▶ Requirement
Collect each line in the records below that contains the string "jacket", and copy those lines out in full.
## Begin Records for this task
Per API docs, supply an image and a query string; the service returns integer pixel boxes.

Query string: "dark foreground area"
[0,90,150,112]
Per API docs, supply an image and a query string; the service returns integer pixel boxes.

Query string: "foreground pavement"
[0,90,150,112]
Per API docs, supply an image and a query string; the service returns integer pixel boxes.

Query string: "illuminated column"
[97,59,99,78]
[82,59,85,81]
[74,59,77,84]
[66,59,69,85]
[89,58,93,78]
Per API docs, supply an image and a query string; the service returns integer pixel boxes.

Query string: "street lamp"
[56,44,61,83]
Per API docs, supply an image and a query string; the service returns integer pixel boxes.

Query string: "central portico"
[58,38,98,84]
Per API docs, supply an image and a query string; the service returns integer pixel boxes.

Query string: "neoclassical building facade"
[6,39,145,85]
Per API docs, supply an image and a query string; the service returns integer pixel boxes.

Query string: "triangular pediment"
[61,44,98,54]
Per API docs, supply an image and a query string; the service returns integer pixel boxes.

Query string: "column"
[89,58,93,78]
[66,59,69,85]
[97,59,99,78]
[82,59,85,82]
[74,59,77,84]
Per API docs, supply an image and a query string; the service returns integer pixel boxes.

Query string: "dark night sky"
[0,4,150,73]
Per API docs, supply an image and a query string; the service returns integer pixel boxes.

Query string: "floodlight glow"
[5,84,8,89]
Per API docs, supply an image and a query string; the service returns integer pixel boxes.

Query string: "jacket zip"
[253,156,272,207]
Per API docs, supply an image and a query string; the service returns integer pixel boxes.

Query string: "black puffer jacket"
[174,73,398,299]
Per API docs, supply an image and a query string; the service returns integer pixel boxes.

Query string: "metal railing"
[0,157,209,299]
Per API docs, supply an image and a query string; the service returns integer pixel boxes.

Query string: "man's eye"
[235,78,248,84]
## End Records for this task
▶ Reply to the exercise
Query string: "jacket zip"
Query string: "black puffer jacket"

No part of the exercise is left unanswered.